> [Exercise task] Recast every line of the entries below as a single numbered list, skipping any blank lines. Omit the pictures from your answer.

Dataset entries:
· · · · · · ·

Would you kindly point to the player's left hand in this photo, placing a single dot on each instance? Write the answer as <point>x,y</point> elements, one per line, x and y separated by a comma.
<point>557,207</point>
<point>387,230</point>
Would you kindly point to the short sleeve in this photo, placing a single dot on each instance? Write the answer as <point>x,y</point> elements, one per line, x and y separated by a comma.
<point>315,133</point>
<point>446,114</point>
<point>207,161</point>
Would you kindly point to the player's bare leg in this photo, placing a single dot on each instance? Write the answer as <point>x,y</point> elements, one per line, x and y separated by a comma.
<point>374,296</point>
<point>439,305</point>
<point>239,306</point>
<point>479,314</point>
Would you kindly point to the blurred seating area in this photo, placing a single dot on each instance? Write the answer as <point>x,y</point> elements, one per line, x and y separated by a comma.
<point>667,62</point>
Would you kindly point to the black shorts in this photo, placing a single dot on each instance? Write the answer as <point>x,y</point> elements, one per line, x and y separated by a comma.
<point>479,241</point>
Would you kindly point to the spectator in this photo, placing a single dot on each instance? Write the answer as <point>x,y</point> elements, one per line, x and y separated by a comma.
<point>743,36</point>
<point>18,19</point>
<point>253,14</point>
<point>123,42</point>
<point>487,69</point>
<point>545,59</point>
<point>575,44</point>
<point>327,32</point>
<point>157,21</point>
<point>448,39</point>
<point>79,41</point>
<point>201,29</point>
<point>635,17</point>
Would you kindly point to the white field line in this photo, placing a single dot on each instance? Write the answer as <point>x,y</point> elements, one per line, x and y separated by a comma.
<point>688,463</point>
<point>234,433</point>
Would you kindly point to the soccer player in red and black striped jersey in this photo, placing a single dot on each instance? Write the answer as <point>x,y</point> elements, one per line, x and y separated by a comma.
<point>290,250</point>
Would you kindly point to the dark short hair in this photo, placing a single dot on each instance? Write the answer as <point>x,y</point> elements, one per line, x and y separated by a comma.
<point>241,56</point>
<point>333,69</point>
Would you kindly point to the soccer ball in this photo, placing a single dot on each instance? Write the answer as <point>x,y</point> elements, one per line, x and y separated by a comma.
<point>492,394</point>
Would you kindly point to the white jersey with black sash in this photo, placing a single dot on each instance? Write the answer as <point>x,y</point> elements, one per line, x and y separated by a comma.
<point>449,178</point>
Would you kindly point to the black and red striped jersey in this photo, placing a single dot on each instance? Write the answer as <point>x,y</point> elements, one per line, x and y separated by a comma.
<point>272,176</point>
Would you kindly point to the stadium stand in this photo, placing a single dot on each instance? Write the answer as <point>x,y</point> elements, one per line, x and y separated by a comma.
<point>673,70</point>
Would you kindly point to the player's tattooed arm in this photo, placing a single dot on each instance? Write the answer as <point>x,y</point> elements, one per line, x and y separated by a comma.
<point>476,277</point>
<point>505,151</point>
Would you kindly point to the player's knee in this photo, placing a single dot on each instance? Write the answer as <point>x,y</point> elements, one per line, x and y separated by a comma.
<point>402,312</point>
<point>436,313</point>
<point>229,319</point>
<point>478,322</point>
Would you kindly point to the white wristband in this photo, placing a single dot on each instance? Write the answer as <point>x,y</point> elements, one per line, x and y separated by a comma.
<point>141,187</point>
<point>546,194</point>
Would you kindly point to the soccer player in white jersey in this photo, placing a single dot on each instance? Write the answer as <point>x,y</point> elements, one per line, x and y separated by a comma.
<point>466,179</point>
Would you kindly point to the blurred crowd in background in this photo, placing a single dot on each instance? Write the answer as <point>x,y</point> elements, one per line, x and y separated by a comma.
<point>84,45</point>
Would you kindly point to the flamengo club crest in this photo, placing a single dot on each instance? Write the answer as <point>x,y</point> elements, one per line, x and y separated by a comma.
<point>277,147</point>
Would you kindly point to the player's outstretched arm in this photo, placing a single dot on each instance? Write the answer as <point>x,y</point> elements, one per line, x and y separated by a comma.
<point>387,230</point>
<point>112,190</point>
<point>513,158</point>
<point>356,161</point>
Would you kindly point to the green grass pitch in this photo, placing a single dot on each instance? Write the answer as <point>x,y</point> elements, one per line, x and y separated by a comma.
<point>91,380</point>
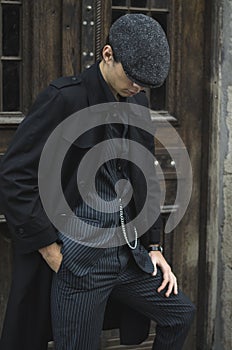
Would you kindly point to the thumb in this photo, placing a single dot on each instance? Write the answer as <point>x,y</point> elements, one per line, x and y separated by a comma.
<point>155,268</point>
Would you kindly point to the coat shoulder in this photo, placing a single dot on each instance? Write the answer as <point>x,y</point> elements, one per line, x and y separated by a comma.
<point>64,82</point>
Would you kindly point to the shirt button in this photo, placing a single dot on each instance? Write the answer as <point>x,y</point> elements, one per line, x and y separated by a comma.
<point>119,167</point>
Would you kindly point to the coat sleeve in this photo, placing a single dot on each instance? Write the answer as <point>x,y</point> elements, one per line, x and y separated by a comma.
<point>20,200</point>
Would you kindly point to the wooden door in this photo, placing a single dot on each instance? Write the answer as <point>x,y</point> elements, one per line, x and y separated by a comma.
<point>42,40</point>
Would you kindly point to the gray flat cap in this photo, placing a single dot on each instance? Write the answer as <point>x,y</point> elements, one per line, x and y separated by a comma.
<point>140,44</point>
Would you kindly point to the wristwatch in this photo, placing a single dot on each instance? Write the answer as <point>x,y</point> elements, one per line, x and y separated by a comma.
<point>155,248</point>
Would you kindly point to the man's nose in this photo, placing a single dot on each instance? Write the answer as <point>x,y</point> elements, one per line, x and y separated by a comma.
<point>137,87</point>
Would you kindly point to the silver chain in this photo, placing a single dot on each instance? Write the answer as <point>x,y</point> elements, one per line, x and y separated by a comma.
<point>124,228</point>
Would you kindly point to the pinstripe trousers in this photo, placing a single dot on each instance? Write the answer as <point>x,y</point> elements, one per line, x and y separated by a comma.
<point>78,303</point>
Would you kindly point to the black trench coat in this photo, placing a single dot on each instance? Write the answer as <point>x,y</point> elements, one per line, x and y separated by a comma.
<point>27,323</point>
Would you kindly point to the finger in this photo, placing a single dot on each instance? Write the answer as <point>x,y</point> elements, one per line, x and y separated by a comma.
<point>170,288</point>
<point>155,269</point>
<point>175,287</point>
<point>164,283</point>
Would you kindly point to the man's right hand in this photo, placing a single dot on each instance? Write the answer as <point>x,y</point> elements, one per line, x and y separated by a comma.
<point>52,256</point>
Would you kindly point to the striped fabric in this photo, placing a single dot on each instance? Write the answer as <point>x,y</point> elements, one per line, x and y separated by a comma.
<point>78,303</point>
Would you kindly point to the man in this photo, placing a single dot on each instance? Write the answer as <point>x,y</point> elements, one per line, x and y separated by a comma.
<point>128,284</point>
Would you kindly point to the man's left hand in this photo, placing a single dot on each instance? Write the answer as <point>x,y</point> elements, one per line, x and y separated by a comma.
<point>169,279</point>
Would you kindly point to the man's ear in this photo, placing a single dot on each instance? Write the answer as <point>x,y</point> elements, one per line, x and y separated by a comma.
<point>107,53</point>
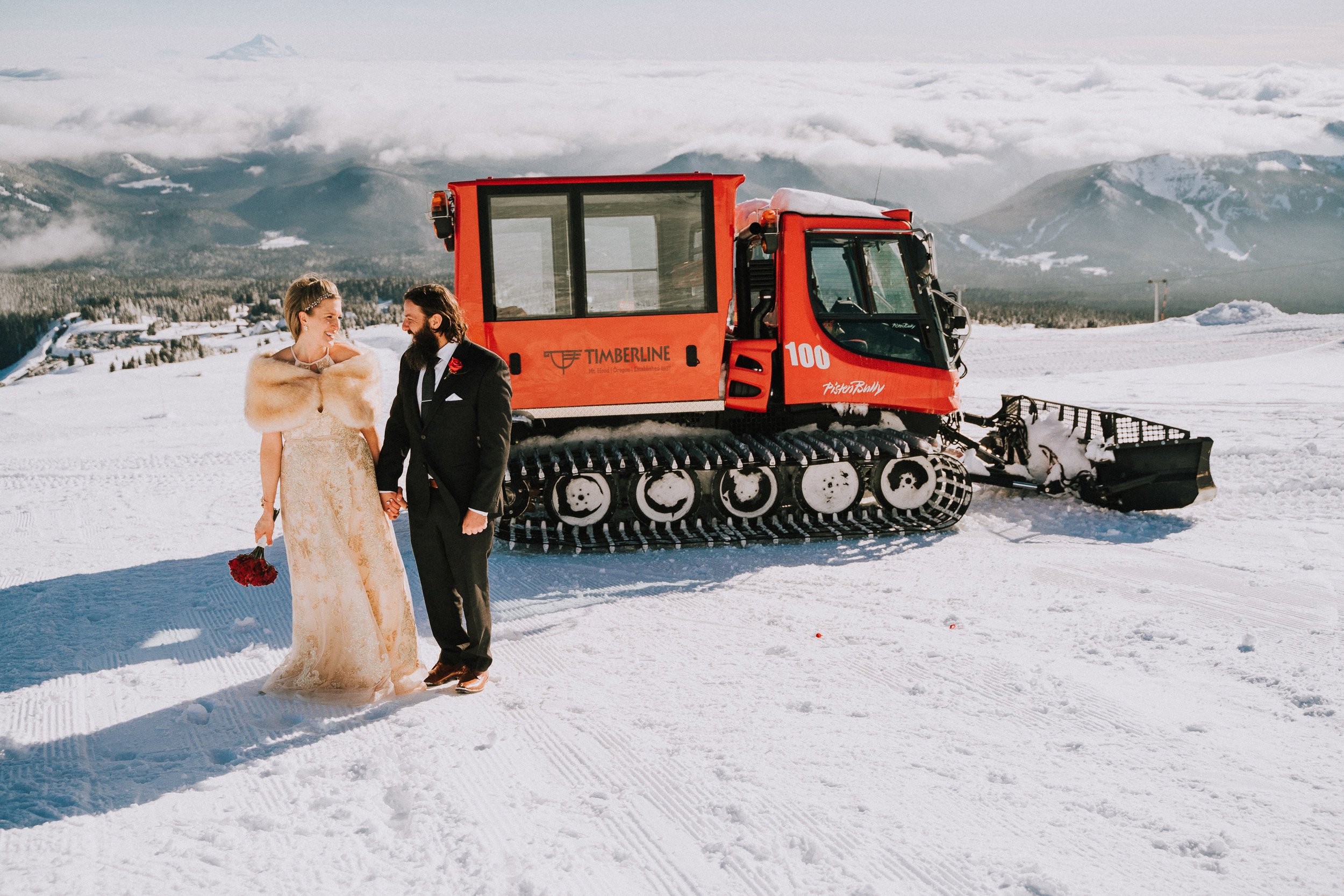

· · · · · · ·

> [Response to this task]
1. Would you kindly point to the player's left hand in this photo, placing a single dot on each instance? Write the answer as <point>x,y</point> elements, one per line, x and y separated by a comma.
2. <point>557,207</point>
3. <point>387,230</point>
4. Would you kindly point to the short sleeve in this photo, placing a single dot on each instance? Write the answer as <point>x,y</point> elements, one per line, x and y separated by a comma.
5. <point>315,133</point>
6. <point>446,114</point>
7. <point>207,161</point>
8. Would you kindly point to the player's bare leg in this photo, placing a single dot on each instance? Write the answer as <point>x,y</point> elements, one per line, x and y separated by a comma.
9. <point>374,296</point>
10. <point>439,305</point>
11. <point>239,306</point>
12. <point>479,314</point>
13. Would you kindly point to the blurred seating area in this photo, placing a single dot on each instance? Write the answer as <point>x,y</point> elements, one per line, x and y separated by a comma.
14. <point>667,62</point>
15. Would you kindly point to the black shorts in this photo, placing a single dot on each instance? Write the answer as <point>x,y</point> elements, one per line, x and y separated by a comma.
16. <point>479,241</point>
17. Would you kindly point to the spectator in this photo, placing a single dot on each instance? Write the answer as <point>x,y</point> elements, one per line, x and y separated by a comma.
18. <point>743,36</point>
19. <point>18,19</point>
20. <point>253,14</point>
21. <point>123,42</point>
22. <point>487,69</point>
23. <point>545,59</point>
24. <point>575,44</point>
25. <point>327,32</point>
26. <point>157,21</point>
27. <point>448,39</point>
28. <point>79,41</point>
29. <point>201,29</point>
30. <point>635,17</point>
31. Would you kindly point to the white field line in this photo, placing a single dot on each instance? Write the answer as <point>x,y</point> elements, one per line, x and y separated by a comma.
32. <point>688,463</point>
33. <point>234,433</point>
34. Would you kindly point to the soccer player in red and black striped jersey in this photo, placing a single dot on each instance? Write the answer as <point>x,y</point> elements, one per line, x and y separated by a comma.
35. <point>290,250</point>
36. Would you kindly point to the dark short hair in this photo, placing a single dot on each instance? Write the answer as <point>x,y</point> elements, one per line, x and y separated by a comma.
37. <point>241,56</point>
38. <point>333,69</point>
39. Would you kindly point to the soccer ball in this photo, placing a single dot on each instance? Write the answer as <point>x,y</point> elements, one per line, x and y separated by a comma.
40. <point>492,394</point>
41. Would you kindly point to the white jersey with black sash in this photo, placing a single dot on each instance? Write the answer as <point>x,y</point> elements, one per line, x and y separated by a comma.
42. <point>449,178</point>
43. Would you kindly point to the black and red striped jersey in this photo, placing a single dot on each instance? Write the answer as <point>x,y</point> elements, one per line, x and y separated by a comma.
44. <point>272,176</point>
45. Would you kindly point to the stadium stand in this photo, placing a single dot on each instance? Write the answer as <point>x,y</point> elements, one per line, x and y separated by a comma.
46. <point>673,70</point>
47. Would you kindly point to the player's tattooed arm in this photo, placing a single dot on each instance? Write the answer as <point>x,y</point> elements, one per line, x and y separated by a comma.
48. <point>476,277</point>
49. <point>505,151</point>
50. Would you kindly point to the player's knee in this photo, placing a single dot on each instance? Write the answer as <point>x,y</point> elements, one per line, x and y separated by a comma.
51. <point>402,312</point>
52. <point>436,313</point>
53. <point>229,319</point>
54. <point>478,322</point>
55. Would you kindly point to the white wristband in this photo, placing a single dot on each instance? Write the answer as <point>x,y</point> elements, one per line, x and y separated by a comma.
56. <point>141,187</point>
57. <point>546,194</point>
58. Would you kindly point to the soccer player in white jersey in this photo, placing a single dot on each instance? Write the answer as <point>x,y</point> elements, one per line, x and y separated by a comma.
59. <point>466,179</point>
60. Would you kindly point to the blurred crowd in background in this photo, placing a single dot on each instance? Write the answer as <point>x,y</point> elements, one per line, x and y separated by a comma.
61. <point>84,45</point>
62. Would you kindly point to the flamengo club crest in this photo, placing a single dot on each instance? Write the answer as <point>x,y</point> elements, one per line, x and y separated by a comma.
63. <point>277,147</point>
64. Would you kindly point to the player's outstretched arm in this photo, placing a single dot on each instance? Write the answer as <point>x,y</point> elements, one per line, x and y separated by a comma.
65. <point>387,230</point>
66. <point>112,190</point>
67. <point>513,158</point>
68. <point>356,161</point>
69. Would you kindly point to the green grass pitch in this photo, placing a single dot on each instance? Write the answer as <point>x,y</point> elements, one per line, x and y separated by a comma.
70. <point>91,380</point>
71. Would you kindly point to the thumb in this photo, placing a single dot on each instance? Write the answer as <point>x,y</point> elements, one per line, x and y separated by a comma.
72. <point>155,268</point>
73. Would you kindly point to the coat shoulder in this photo, placing a single dot on each instance? Write the answer as <point>x,y</point> elements, one per line, x and y separated by a comma.
74. <point>64,82</point>
75. Would you kindly point to the shirt button in this photo, placing a single dot on each instance? Write the answer as <point>x,y</point> elements, one per line, x and y separated by a comma.
76. <point>119,167</point>
77. Would you kindly point to the coat sleeve in this photo, placing a single dot on each instance? Write the answer as <point>x,y</point> elements, one per line, x and y separated by a comma.
78. <point>20,200</point>
79. Would you kindly point to the wooden door in this photo, placing a single dot on each instance? Write the answer as <point>x,y</point> elements, one per line, x and y separated by a comma.
80. <point>42,40</point>
81. Would you kindly point to the gray flat cap in this photo, placing a single dot on each instance? Write the answer as <point>x,y</point> elements, one per line, x and y separated by a comma.
82. <point>140,44</point>
83. Would you kindly point to the wristwatch in this photo, placing a single dot on each instance? Write the answer as <point>x,y</point> elements, one per line, x and y separated by a comma.
84. <point>155,248</point>
85. Would you kindly point to the man's nose in this photo, placing a single dot on each instance? Write the answer as <point>x,y</point> elements, one per line, x and y separated by a comma.
86. <point>137,87</point>
87. Would you kindly point to the silver chain in this photo, placing a single dot on each instance? Write the answer as <point>x,y</point> elements, one per line, x and y separated by a comma.
88. <point>124,228</point>
89. Would you kindly point to the pinstripe trousers in this photo, placing a single dot on each instance? Write the answer as <point>x,y</point> elements, one per line, x and y separated by a comma.
90. <point>78,303</point>
91. Would you kindly point to the black trench coat in this photo, placing a single dot on each instance? Write the answer as <point>x,y</point> elements, one per line, x and y separated by a comma.
92. <point>27,323</point>
93. Would you kindly point to the finger in this photo, placing a single dot on each instance? Write the answer as <point>x,y</point> elements, one per line, x and y separated by a comma.
94. <point>170,288</point>
95. <point>155,269</point>
96. <point>175,287</point>
97. <point>164,283</point>
98. Would you kindly point to the man's right hand in this photo, placing a single dot on each instance? Write the answer as <point>x,y</point> elements, one per line, x and y separated by a comma.
99. <point>52,256</point>
100. Would you kindly point to the striped fabric in this photo, placing a single dot on each instance? Write the answer as <point>x,y</point> elements, one per line, x and y separated by a comma.
101. <point>78,303</point>
102. Would you kindly point to the man in this photo, placing a single dot on each instance? Write the answer as <point>x,y</point> elements, one per line, x and y separated by a comma.
103. <point>128,284</point>
104. Would you kindly point to the man's left hand in this photo, placing a single dot on each instance? Write the answer as <point>x,y</point> elements, one per line, x and y separated by a comma.
105. <point>169,279</point>
106. Would you kindly point to the man's ear in this photo, placing a single dot on each instance? Write the answer as <point>x,y</point> elements, one per line, x and y separated by a comma.
107. <point>107,53</point>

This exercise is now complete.